- Travail à faire
1. Dites si chacune des affirmations suivantes concorde avec l'extrait ci-dessous, en répondant par oui ou par non et en citant mot pour mot les termes de l'extrait qui tranchent la question. (a) Le livre « Anissa Corto » a été donné à Olivia. (b) La lettre aux snickers a été envoyée à Fanny. (c) Selon l'extrait, le désir naît de la tristesse.
2. Recopiez fidèlement le passage de l'extrait qui commence par « Tout mon journal » et se termine par « de la chose. ».

- Extrait

■ ■ ■ ■ ■

Les mêmes mots, les mêmes choses, les correspondances : mes petits mots laissés sous la porte de l’appartement d’Audrey (la " salope " des chroniques), mes dizaines de lettres à Olivia, et la genèse avec la lettre aux snickers envoyée à Ingrid. Désormais ce sont les mails à Fanny, à Marjolaine ; les dons de livres aux jeunes filles : " Anissa Corto " à Olivia, " Le cri du sablier " à Marjolaine ; l’observation des jeunes filles dans les métros, les trains, ces cous délicats, ces têtes (ou poitrines) dodelinantes : l’inconnue du bus et du RER, et tous les " morceaux " pris ici et là.

Tout mon journal ne tourne qu'autour de ces jeunes filles, de la tristesse née du désir, qui lui, procure la peine d'écrire. La peine, oui, le mot englobe l'intégralité (sémantique) de la chose.

■ ■ ■ ■ ■

- Données fournies
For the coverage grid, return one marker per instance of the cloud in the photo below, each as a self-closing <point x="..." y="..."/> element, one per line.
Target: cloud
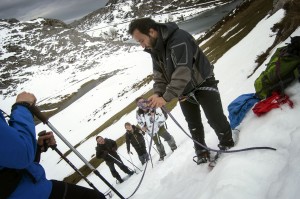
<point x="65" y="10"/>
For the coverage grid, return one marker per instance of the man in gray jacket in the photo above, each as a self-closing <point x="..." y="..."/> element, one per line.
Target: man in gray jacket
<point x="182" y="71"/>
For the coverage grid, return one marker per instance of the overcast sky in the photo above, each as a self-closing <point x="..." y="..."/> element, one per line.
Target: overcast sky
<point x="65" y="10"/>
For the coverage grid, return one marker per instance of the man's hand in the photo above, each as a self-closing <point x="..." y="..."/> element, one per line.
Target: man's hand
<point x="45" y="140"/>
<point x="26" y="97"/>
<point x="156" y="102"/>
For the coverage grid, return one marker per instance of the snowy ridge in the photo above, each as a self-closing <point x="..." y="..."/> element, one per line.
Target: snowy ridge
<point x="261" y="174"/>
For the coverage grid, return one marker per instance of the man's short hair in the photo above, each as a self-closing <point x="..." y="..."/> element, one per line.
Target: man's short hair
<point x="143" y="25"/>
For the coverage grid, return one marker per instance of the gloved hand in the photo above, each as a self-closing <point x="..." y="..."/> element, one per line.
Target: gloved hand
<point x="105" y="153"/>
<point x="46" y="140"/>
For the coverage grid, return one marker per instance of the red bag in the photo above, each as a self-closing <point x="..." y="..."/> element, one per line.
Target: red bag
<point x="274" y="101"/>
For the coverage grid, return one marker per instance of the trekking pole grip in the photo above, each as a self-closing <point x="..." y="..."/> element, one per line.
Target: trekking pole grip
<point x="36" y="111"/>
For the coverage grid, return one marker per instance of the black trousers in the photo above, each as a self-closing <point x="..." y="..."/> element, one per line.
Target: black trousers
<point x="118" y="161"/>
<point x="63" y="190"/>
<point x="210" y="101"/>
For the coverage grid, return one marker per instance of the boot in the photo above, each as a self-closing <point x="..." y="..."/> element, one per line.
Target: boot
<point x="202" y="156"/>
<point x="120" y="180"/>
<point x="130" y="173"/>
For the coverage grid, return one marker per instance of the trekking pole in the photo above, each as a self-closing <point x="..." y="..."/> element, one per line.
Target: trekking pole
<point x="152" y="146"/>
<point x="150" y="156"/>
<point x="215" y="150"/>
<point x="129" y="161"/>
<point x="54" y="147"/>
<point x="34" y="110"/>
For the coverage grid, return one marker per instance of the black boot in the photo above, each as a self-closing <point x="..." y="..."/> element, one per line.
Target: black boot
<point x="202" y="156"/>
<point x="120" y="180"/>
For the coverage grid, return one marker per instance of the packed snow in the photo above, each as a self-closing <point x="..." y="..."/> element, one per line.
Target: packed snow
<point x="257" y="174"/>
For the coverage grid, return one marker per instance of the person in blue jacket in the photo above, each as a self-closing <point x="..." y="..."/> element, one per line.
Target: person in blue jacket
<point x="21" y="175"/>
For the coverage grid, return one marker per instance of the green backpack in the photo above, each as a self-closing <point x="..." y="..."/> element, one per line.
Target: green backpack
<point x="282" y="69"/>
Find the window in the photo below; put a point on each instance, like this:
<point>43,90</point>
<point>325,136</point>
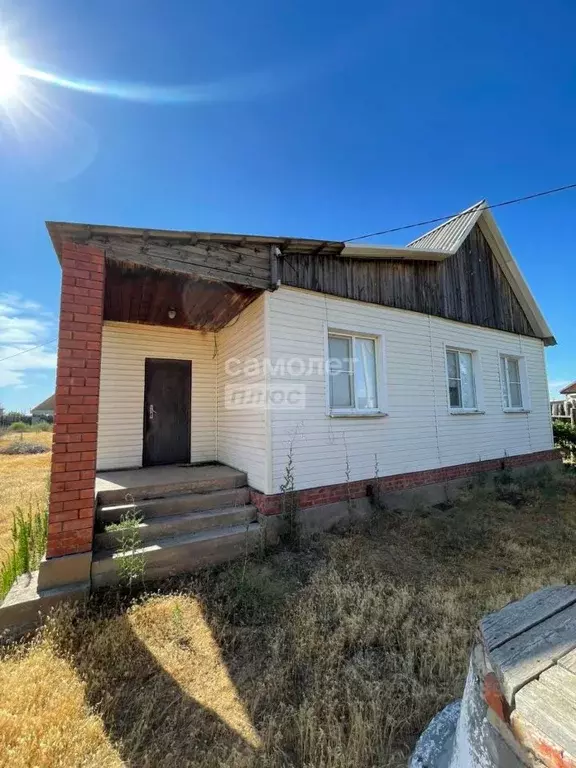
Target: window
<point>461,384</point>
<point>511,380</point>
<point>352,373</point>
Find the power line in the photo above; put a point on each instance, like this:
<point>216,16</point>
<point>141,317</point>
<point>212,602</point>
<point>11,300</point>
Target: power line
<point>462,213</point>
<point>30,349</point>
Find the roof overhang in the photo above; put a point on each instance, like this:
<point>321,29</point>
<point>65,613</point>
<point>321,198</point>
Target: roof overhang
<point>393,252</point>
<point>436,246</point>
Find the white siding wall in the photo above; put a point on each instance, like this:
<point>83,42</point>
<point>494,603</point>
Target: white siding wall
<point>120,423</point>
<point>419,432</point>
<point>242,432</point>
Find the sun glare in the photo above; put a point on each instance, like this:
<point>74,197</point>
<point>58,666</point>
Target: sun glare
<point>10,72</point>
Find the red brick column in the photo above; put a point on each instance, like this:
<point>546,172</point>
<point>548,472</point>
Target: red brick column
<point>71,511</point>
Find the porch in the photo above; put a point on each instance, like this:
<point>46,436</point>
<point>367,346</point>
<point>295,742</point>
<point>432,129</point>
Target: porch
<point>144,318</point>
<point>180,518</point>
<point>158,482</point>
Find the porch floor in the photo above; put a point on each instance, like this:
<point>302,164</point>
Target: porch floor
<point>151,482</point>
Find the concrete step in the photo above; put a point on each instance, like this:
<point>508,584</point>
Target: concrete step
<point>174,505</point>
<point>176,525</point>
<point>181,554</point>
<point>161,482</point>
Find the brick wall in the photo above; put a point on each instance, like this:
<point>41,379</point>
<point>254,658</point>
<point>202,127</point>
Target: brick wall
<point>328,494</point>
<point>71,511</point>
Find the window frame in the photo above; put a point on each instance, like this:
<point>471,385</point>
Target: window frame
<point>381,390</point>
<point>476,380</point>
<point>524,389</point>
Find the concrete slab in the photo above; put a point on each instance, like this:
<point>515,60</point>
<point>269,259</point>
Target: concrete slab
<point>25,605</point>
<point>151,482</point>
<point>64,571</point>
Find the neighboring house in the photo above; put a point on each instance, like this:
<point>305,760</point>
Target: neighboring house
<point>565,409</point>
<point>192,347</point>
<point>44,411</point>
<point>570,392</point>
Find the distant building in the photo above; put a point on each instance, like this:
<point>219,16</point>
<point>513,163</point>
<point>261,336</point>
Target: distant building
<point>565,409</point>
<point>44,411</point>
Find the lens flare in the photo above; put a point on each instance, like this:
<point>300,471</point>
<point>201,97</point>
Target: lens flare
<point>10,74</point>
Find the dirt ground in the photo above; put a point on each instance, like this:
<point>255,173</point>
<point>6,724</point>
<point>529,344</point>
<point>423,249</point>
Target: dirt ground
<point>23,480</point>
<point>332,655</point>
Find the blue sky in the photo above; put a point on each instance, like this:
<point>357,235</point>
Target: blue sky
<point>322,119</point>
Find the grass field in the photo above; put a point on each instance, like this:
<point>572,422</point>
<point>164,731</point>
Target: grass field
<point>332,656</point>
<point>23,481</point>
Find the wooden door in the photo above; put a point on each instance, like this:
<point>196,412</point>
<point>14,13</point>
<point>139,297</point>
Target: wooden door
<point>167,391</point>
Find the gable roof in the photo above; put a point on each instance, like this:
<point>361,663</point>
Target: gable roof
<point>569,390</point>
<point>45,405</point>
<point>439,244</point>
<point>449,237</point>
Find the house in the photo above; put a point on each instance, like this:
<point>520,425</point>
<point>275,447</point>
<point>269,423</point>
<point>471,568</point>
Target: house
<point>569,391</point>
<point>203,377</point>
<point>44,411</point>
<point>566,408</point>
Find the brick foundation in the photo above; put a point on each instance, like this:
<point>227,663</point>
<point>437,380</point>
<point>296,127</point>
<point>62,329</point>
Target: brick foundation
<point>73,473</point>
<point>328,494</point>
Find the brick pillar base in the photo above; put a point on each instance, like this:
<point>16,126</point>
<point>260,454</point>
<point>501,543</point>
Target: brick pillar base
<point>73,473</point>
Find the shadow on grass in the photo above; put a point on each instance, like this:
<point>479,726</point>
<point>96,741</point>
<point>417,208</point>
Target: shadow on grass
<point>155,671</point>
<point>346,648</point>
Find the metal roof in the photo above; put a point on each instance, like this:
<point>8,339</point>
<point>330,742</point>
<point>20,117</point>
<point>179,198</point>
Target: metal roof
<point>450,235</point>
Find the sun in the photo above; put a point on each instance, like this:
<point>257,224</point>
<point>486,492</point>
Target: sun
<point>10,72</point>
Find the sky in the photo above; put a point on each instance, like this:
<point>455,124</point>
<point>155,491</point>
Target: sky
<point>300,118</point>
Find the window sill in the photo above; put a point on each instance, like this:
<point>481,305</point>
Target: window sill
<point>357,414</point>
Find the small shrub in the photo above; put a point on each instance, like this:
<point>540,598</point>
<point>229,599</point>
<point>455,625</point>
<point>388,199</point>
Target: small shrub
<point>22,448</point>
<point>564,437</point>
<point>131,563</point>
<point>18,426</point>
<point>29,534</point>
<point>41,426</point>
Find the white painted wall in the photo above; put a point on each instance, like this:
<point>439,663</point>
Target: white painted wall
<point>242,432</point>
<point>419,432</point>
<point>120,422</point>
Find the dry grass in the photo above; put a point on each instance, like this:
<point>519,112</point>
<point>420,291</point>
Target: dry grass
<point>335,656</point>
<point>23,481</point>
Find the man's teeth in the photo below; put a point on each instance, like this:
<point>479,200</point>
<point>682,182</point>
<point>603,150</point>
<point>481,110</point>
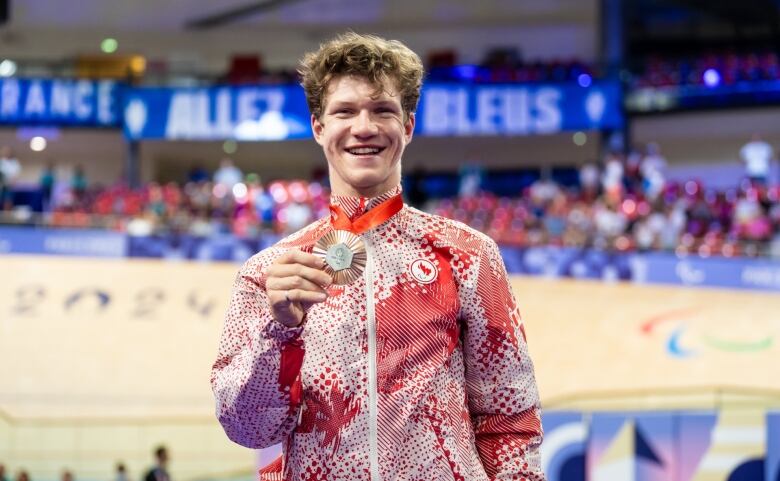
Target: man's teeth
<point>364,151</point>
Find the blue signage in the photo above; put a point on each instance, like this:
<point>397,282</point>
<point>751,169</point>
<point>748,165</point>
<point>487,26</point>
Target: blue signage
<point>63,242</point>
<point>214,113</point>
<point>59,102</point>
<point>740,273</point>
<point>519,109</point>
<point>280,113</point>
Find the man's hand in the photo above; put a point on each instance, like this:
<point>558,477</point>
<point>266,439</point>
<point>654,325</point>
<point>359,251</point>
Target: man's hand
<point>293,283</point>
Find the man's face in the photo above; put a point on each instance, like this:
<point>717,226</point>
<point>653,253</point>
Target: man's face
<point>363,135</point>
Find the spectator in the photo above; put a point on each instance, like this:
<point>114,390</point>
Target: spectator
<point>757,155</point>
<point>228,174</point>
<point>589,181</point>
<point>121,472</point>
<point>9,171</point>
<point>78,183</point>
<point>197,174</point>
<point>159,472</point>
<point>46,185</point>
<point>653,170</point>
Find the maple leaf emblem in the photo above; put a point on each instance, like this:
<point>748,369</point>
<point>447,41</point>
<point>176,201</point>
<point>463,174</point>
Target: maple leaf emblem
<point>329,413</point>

■ ■ ■ ■ ■

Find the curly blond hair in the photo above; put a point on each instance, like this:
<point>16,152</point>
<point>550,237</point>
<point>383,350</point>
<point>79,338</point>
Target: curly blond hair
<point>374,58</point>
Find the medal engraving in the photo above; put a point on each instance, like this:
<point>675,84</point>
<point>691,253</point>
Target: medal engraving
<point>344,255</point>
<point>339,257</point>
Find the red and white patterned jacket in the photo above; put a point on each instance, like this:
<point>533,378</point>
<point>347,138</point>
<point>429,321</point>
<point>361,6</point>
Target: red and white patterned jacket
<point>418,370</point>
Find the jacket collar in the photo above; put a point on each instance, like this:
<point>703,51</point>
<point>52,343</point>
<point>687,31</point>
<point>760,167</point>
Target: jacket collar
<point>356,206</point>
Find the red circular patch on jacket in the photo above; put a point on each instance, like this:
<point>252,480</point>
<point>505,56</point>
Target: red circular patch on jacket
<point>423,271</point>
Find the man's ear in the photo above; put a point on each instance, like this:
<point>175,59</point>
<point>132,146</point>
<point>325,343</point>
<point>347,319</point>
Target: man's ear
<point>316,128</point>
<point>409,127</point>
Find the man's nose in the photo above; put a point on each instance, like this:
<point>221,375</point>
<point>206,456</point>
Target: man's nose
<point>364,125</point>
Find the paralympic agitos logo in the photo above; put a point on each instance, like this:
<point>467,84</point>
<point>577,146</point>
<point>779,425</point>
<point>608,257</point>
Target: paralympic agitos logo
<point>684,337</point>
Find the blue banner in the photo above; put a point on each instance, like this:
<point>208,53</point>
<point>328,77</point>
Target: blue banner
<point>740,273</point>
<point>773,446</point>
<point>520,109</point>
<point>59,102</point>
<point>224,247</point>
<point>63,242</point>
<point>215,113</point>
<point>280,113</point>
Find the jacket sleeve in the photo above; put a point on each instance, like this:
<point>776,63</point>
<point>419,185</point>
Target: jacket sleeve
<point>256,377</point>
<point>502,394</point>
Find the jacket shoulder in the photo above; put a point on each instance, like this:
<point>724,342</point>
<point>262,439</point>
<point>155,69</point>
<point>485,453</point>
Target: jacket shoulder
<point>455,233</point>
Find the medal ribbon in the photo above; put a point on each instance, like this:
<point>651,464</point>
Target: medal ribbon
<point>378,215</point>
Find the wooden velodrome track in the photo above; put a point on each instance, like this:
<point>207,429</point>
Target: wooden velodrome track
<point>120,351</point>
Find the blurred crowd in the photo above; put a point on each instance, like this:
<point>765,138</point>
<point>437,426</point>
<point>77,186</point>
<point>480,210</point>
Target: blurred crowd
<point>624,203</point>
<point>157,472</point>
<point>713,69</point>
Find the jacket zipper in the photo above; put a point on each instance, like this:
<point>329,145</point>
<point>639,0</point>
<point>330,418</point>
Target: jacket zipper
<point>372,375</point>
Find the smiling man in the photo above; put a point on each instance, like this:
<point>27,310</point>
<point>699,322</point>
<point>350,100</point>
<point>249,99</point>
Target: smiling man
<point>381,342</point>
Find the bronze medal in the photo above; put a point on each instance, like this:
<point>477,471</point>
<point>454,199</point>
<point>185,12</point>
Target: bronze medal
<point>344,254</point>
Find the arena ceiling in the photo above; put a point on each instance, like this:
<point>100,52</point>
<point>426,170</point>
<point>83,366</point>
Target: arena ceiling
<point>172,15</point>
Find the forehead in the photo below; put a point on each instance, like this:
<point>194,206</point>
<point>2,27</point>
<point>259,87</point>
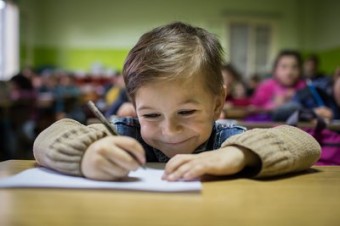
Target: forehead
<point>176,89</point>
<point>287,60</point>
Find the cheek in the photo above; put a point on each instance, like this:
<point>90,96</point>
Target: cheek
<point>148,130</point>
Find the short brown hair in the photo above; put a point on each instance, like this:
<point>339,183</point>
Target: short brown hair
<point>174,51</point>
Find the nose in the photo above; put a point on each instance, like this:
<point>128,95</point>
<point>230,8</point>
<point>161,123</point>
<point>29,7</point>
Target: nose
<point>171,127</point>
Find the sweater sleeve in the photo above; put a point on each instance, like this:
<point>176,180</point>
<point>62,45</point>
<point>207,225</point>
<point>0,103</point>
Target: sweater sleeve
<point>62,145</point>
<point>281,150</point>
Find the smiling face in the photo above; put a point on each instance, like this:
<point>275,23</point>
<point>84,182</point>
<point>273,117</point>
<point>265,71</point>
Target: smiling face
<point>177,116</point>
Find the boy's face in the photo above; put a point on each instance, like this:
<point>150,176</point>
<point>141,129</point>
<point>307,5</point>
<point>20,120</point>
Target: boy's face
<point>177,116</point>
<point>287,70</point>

■ ■ ■ ■ ■

- Liste des réponses
1.
(a) Oui : « " Anissa Corto " à Olivia ».
(b) Non : « la lettre aux snickers envoyée à Ingrid ».
(c) Non : « de la tristesse née du désir ».

2.
Tout mon journal ne tourne qu'autour de ces jeunes filles, de la tristesse née du désir, qui lui, procure la peine d'écrire. La peine, oui, le mot englobe l'intégralité (sémantique) de la chose.